> _WORK ITEM_: Start with the line containing "of the eyeglasses" and write out each line through the end of the listing, exactly as given.

> _INPUT RECORDS_:
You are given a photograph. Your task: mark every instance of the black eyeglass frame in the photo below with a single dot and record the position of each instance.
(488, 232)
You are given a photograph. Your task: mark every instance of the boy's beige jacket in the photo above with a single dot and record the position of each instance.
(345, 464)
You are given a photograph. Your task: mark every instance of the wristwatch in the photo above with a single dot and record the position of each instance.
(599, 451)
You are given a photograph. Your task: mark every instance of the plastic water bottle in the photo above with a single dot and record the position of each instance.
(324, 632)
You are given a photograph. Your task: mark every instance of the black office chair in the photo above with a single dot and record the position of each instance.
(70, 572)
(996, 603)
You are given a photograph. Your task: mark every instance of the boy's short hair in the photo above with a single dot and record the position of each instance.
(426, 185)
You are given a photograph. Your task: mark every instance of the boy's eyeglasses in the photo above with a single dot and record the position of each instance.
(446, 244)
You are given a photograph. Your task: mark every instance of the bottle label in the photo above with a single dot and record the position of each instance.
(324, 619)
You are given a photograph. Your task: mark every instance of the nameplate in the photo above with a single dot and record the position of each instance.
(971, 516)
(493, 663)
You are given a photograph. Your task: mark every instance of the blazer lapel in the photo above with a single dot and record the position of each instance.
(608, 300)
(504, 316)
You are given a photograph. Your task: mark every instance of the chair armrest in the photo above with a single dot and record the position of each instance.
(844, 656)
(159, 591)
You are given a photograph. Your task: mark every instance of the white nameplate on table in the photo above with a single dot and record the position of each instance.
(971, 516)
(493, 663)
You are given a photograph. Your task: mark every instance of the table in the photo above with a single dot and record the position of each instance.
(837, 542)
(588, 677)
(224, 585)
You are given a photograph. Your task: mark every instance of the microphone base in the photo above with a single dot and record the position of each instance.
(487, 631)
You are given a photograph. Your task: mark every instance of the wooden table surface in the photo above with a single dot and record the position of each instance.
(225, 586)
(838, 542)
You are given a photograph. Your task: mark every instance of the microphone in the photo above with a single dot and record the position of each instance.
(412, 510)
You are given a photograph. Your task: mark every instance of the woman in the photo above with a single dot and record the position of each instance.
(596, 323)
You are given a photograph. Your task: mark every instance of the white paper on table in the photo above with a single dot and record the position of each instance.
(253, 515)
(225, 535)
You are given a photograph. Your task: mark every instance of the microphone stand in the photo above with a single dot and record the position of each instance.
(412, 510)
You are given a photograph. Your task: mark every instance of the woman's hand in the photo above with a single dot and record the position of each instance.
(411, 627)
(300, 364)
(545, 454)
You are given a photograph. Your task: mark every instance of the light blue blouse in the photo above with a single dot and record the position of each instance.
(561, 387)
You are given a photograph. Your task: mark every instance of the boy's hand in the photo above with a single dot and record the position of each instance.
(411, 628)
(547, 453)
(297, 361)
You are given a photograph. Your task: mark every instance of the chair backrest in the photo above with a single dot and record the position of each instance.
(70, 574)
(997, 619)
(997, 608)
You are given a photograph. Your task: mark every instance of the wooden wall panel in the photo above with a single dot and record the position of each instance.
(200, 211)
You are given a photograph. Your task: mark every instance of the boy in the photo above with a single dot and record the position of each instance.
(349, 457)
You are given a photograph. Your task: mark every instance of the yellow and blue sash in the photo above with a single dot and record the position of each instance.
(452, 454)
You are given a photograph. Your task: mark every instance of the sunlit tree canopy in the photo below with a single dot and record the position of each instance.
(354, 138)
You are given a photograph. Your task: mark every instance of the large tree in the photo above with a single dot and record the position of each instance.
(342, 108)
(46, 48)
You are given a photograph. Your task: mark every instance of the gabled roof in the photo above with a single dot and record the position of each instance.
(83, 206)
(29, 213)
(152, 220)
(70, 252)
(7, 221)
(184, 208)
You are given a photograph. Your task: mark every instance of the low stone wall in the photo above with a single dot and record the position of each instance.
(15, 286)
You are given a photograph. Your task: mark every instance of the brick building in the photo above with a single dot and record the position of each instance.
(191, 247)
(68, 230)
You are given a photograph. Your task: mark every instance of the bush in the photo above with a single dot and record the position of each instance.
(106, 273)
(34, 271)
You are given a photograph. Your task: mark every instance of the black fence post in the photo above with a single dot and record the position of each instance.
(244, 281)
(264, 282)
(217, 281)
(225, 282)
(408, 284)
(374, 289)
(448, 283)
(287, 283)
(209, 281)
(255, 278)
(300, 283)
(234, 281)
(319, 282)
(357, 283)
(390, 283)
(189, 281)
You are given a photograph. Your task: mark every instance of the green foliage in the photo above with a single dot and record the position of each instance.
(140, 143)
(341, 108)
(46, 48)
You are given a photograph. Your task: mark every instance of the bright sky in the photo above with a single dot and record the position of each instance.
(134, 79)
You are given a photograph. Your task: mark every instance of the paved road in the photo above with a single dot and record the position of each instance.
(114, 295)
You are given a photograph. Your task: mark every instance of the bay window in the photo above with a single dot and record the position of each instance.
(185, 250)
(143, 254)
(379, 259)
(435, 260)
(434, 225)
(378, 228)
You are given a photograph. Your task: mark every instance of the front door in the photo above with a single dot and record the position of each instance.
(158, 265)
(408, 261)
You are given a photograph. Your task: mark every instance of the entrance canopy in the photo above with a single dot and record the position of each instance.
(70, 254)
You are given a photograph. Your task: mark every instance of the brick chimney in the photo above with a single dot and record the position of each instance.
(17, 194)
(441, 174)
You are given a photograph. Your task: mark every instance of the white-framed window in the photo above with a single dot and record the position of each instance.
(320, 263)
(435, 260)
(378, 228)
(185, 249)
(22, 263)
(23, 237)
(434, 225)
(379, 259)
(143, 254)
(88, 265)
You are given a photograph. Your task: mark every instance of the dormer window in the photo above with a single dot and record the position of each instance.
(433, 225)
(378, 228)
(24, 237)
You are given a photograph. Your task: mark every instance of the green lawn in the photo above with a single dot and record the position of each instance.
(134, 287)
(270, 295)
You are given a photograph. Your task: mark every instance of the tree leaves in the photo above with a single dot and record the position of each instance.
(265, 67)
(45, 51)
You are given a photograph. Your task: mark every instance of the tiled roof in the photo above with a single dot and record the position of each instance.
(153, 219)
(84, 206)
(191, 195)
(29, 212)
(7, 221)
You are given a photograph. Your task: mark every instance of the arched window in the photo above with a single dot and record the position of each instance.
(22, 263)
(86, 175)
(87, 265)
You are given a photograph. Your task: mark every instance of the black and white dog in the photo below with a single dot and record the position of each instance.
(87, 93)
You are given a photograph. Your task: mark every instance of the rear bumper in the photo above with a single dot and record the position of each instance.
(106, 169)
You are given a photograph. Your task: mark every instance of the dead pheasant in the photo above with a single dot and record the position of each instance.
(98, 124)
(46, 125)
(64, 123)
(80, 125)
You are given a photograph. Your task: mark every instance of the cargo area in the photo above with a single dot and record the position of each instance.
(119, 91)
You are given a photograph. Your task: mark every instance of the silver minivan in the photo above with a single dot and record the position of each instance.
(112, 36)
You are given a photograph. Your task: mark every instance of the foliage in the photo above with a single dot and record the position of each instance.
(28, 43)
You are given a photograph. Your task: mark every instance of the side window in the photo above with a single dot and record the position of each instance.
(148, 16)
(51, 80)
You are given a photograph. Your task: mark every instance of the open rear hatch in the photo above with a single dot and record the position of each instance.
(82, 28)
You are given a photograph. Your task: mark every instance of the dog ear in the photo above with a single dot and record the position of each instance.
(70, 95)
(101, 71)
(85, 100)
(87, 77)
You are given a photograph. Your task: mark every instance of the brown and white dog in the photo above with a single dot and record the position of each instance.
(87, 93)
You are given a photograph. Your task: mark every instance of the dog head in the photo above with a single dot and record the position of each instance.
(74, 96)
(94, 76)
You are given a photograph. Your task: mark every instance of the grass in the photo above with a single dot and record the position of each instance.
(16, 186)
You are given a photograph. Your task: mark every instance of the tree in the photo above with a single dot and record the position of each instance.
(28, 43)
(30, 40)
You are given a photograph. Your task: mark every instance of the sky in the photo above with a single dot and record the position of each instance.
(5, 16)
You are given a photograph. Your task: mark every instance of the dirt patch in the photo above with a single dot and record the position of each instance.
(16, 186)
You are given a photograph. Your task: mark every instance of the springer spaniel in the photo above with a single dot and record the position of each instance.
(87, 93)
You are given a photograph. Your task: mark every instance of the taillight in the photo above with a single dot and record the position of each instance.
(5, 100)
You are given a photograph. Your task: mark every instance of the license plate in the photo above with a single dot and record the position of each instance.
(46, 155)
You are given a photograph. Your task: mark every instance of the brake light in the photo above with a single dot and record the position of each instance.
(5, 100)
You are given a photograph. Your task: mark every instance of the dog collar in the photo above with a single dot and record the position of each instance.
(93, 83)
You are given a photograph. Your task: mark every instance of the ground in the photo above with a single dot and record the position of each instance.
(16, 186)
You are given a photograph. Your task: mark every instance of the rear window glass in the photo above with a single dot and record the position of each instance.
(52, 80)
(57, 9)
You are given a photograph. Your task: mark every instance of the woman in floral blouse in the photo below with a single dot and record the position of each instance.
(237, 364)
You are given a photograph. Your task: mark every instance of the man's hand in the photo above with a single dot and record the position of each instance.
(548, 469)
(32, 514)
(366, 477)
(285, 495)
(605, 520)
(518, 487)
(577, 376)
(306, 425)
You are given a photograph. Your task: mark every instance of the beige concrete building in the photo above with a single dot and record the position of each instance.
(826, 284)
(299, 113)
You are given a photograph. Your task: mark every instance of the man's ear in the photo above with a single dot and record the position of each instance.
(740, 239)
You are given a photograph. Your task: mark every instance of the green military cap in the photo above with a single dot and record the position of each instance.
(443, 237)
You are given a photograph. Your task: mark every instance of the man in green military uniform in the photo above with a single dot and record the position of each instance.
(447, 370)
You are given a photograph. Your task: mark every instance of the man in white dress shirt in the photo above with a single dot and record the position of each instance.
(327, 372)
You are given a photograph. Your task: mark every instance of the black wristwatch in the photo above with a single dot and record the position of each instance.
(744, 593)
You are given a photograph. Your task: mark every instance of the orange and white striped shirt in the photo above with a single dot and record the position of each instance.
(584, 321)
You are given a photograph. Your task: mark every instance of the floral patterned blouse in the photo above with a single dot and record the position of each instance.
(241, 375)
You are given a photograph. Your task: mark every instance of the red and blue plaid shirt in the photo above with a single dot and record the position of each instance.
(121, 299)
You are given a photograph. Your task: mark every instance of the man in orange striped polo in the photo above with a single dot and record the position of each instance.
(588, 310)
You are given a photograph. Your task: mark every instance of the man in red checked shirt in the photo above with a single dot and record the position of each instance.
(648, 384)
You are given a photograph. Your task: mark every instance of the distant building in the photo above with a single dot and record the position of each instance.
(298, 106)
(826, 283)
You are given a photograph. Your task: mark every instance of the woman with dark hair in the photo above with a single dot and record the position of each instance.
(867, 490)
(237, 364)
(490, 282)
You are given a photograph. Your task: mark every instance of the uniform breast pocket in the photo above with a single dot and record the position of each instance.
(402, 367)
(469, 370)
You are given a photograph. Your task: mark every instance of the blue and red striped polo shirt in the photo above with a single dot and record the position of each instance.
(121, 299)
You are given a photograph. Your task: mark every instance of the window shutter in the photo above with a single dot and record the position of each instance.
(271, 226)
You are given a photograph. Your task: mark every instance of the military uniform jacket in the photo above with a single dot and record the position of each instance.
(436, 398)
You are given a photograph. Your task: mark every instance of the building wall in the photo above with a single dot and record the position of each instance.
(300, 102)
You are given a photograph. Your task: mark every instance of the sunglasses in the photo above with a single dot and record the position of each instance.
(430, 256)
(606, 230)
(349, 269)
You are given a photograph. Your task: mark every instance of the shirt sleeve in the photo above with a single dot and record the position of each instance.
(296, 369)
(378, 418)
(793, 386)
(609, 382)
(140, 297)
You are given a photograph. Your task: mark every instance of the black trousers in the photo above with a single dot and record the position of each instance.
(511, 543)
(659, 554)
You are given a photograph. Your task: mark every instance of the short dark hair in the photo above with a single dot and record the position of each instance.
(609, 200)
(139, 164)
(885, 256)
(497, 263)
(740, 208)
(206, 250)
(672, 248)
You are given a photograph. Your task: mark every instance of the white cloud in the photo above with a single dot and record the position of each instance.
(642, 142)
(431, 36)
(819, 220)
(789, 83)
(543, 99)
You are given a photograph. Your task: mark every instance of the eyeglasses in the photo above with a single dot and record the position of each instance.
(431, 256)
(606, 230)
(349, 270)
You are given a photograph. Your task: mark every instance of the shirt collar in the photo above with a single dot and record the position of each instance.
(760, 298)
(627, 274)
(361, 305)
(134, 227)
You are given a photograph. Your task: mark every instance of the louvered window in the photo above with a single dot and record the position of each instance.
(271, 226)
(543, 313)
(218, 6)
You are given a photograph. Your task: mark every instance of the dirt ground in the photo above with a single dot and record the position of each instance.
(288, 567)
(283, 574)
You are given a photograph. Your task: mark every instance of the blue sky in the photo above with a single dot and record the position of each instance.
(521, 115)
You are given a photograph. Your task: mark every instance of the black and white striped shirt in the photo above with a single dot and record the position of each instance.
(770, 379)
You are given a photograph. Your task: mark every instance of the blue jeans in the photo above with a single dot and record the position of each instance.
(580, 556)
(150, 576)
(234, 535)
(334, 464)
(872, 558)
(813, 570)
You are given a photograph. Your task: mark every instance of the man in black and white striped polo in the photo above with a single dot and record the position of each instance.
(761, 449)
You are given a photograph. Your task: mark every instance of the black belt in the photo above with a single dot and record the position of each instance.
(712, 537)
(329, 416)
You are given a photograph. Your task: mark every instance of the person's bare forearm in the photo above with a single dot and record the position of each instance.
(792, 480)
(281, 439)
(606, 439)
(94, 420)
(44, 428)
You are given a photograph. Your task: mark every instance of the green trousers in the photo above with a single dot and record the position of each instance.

> _EXERCISE ANSWER_:
You are given a photograph. Your task: mark every instance of the eyeglasses in the photo above with a single dot and record the position of each instance.
(431, 256)
(606, 230)
(349, 270)
You are given a photograph. Your task: mark every instance of the shirt collar in the photo above with a single dot and record the position of each instance.
(760, 298)
(627, 274)
(361, 305)
(134, 227)
You are given a photograph. Your task: mark every instance of the louvered window in the photo above with a single dot and record the position of each instance.
(271, 226)
(543, 313)
(218, 6)
You are given a photograph. Your task: mark every instance of the dirt ground in the photo above with a single dot and record the position of each instance.
(288, 567)
(283, 574)
You are given a photograph. Your task: mark every instance of the blue sky in the photo above with a single dot and record the position of each instance.
(521, 115)
You are given a photograph. Your task: mark every instance of the black and white striped shirt in the photo above with a single dot and record the position of each instance.
(770, 379)
You are given a photograph. Your task: mark every instance of the blue jeans in the photo above with a single dot and record the position of each instance.
(580, 556)
(150, 576)
(234, 535)
(334, 464)
(872, 558)
(813, 570)
You are given a photograph. Your task: mark every instance of the man in black and white striped polo in the photo above with a single dot and record the position of each instance.
(761, 449)
You are given a photograph. Your task: mark every instance of the black belt in the photo above with a single dot and record the position of each instance.
(712, 537)
(329, 416)
You are given a photograph. Your task: mark every instance of the person's bare forearm in the photo above with a single dot and record the position of each instance.
(792, 480)
(281, 439)
(606, 439)
(94, 420)
(44, 428)
You are given a photograph. Your task: mark every instance of the green trousers in the photo above with a single dot and record the position of each instance.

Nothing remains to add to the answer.